▸ Given entries
○ ○ ○

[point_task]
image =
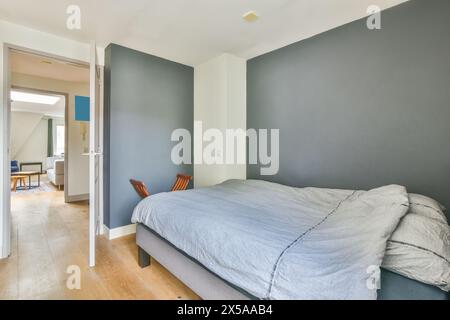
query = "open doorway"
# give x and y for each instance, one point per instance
(49, 126)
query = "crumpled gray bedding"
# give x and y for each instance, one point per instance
(280, 242)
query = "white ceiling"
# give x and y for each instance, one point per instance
(191, 31)
(47, 68)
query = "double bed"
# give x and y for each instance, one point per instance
(259, 240)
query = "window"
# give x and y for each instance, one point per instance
(60, 141)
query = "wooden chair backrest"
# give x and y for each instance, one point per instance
(140, 188)
(182, 182)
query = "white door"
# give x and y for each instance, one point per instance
(95, 156)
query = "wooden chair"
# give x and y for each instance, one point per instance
(16, 179)
(181, 184)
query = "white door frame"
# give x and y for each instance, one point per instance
(5, 166)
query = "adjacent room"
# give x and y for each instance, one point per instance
(225, 150)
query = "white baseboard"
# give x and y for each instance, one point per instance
(119, 232)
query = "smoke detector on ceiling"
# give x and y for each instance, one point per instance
(250, 16)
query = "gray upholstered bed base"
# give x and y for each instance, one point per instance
(209, 286)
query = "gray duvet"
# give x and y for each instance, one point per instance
(280, 242)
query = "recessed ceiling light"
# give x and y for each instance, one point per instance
(19, 96)
(250, 16)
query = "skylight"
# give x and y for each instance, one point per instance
(20, 96)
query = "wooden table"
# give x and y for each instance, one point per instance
(16, 179)
(30, 164)
(28, 174)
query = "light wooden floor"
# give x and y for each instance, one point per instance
(49, 235)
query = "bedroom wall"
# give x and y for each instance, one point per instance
(358, 108)
(220, 103)
(146, 98)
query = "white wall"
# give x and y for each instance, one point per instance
(34, 146)
(220, 102)
(29, 136)
(22, 126)
(78, 137)
(12, 34)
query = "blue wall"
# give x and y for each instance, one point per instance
(358, 108)
(146, 98)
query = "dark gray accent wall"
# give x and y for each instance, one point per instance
(146, 98)
(358, 108)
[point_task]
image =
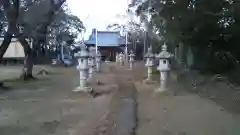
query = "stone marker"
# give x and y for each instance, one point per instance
(131, 59)
(91, 63)
(149, 64)
(163, 67)
(98, 61)
(117, 58)
(82, 57)
(121, 59)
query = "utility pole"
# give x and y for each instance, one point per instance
(146, 35)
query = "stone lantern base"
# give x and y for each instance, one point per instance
(84, 89)
(149, 81)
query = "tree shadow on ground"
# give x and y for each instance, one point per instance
(219, 91)
(20, 84)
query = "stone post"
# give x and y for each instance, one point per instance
(121, 59)
(149, 64)
(131, 59)
(117, 58)
(91, 63)
(163, 67)
(98, 61)
(82, 57)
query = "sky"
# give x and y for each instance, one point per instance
(97, 13)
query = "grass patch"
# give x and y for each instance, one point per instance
(18, 83)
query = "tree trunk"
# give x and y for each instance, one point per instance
(6, 41)
(28, 61)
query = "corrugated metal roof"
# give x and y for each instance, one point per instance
(106, 38)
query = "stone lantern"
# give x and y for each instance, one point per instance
(149, 63)
(163, 67)
(91, 63)
(131, 59)
(82, 57)
(98, 61)
(121, 58)
(117, 58)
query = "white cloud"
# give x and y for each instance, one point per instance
(97, 13)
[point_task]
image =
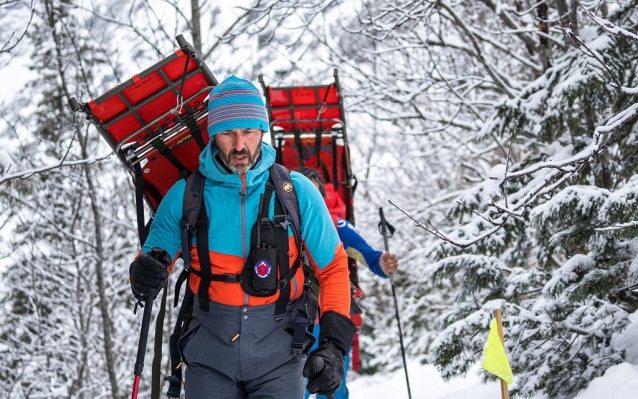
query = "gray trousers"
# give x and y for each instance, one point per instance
(240, 352)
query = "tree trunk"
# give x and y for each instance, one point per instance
(195, 26)
(104, 306)
(544, 46)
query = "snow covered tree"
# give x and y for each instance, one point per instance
(65, 309)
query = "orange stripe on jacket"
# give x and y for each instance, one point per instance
(334, 283)
(231, 293)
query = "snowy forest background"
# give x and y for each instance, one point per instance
(504, 130)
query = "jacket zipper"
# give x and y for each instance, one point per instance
(242, 192)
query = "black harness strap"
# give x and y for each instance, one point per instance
(206, 273)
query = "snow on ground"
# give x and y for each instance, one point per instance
(619, 381)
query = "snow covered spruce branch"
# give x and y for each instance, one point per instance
(8, 46)
(556, 173)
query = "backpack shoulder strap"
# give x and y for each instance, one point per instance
(193, 200)
(286, 193)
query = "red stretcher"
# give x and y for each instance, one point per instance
(308, 129)
(156, 122)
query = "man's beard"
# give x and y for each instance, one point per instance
(240, 169)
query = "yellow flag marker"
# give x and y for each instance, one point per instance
(494, 358)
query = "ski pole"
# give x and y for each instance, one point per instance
(387, 231)
(141, 347)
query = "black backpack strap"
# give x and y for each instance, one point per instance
(286, 193)
(284, 262)
(206, 272)
(193, 202)
(288, 214)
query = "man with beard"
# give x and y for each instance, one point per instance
(238, 343)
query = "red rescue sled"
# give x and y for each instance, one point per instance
(308, 129)
(157, 120)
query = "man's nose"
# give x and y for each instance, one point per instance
(239, 143)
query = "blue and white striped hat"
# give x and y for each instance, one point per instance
(235, 103)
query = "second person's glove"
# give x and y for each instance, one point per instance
(148, 274)
(325, 365)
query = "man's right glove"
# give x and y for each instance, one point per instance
(324, 369)
(325, 365)
(148, 273)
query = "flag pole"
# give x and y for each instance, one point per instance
(505, 394)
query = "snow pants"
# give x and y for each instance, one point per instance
(342, 392)
(240, 352)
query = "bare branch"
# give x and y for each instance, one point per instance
(7, 47)
(45, 169)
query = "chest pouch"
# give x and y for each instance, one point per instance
(261, 270)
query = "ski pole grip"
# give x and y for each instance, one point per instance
(383, 227)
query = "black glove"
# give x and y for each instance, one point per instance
(325, 365)
(324, 369)
(148, 274)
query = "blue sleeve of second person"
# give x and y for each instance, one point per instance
(356, 247)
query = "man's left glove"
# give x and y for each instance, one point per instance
(148, 274)
(325, 365)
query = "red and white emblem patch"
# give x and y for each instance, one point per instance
(263, 268)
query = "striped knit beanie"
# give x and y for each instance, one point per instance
(235, 103)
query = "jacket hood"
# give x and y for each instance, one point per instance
(335, 204)
(210, 167)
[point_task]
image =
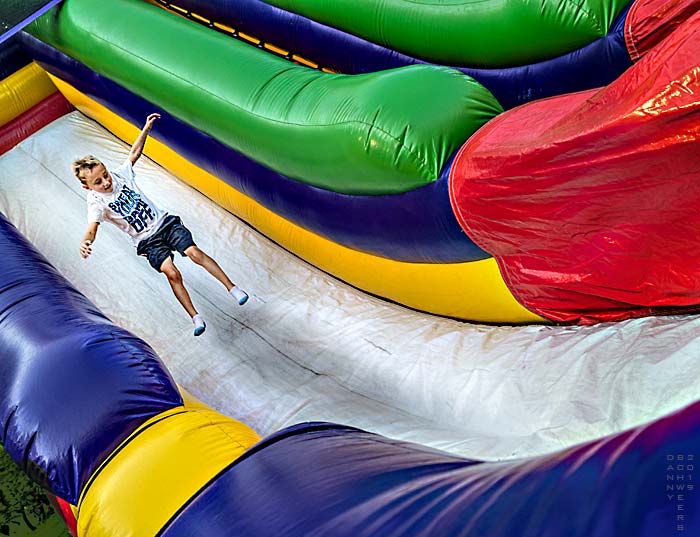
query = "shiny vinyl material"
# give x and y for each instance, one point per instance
(325, 479)
(148, 478)
(351, 134)
(27, 123)
(591, 211)
(417, 226)
(23, 89)
(496, 33)
(595, 64)
(473, 290)
(72, 384)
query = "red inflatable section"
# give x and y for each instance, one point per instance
(649, 22)
(26, 124)
(590, 202)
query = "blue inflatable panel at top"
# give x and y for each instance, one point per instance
(594, 65)
(72, 384)
(12, 58)
(324, 479)
(418, 226)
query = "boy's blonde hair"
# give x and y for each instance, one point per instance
(84, 164)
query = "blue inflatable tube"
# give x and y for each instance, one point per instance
(72, 384)
(594, 65)
(418, 226)
(325, 479)
(12, 58)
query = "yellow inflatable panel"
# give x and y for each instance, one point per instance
(22, 90)
(158, 469)
(473, 291)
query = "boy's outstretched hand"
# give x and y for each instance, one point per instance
(150, 120)
(85, 249)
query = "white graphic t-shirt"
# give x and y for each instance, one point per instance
(126, 206)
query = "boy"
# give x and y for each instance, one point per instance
(115, 197)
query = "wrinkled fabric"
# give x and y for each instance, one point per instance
(589, 201)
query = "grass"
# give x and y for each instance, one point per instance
(24, 507)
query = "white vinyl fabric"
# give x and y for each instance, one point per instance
(308, 347)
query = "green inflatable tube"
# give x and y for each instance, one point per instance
(380, 133)
(468, 33)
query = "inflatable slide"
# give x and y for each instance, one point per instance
(408, 181)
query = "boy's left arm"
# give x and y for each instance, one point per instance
(140, 141)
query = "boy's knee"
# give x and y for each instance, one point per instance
(170, 271)
(195, 254)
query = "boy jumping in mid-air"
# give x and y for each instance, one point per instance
(116, 198)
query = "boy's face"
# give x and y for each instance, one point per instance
(98, 179)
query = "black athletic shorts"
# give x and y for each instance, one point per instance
(171, 236)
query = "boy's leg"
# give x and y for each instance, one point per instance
(175, 280)
(213, 268)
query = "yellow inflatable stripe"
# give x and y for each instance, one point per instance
(22, 90)
(158, 469)
(472, 291)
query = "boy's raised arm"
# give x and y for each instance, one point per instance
(140, 141)
(88, 239)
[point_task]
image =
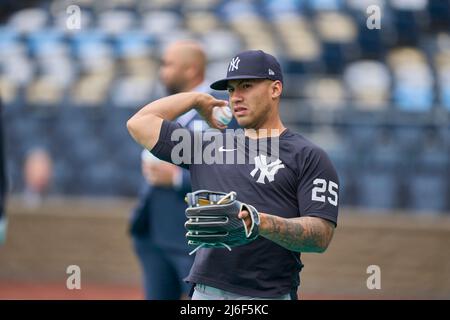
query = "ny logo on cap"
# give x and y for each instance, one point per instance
(234, 64)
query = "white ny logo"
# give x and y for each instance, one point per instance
(267, 170)
(234, 64)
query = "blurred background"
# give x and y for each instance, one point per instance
(377, 100)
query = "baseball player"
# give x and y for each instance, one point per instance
(288, 197)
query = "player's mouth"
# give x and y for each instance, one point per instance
(239, 111)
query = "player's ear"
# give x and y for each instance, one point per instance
(276, 88)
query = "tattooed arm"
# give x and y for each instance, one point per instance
(304, 234)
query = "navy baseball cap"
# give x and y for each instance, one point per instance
(251, 64)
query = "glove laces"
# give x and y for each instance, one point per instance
(228, 195)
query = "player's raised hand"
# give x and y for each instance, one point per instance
(204, 106)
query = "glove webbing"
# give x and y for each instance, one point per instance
(228, 195)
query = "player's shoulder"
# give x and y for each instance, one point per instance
(297, 143)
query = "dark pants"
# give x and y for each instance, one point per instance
(163, 270)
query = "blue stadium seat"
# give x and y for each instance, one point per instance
(378, 189)
(428, 192)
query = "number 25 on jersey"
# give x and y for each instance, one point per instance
(320, 188)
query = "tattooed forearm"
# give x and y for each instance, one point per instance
(305, 234)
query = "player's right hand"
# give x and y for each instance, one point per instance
(204, 106)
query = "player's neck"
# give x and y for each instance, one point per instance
(269, 129)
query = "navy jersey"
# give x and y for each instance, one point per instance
(293, 180)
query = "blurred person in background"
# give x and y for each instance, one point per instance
(3, 185)
(157, 222)
(38, 172)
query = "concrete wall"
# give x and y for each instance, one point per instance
(412, 251)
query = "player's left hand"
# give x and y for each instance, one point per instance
(244, 215)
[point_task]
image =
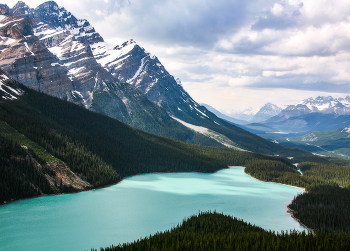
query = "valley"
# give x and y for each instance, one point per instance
(101, 145)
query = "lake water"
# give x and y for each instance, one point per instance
(140, 206)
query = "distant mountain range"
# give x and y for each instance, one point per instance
(249, 115)
(319, 114)
(48, 146)
(50, 50)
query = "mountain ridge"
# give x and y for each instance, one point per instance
(143, 95)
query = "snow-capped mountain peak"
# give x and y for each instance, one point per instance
(109, 56)
(321, 104)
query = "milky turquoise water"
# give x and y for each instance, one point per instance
(140, 206)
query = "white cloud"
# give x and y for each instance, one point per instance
(233, 52)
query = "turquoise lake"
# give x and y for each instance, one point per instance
(139, 206)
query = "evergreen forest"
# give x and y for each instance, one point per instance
(50, 146)
(214, 231)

○ ○ ○

What lines in the material mention "gray"? Copy every one of them.

▸ Output below
query = "crumpled gray bedding"
query = "gray upholstered bed base"
query = "gray duvet"
query = "dark gray accent wall"
query = "gray trousers"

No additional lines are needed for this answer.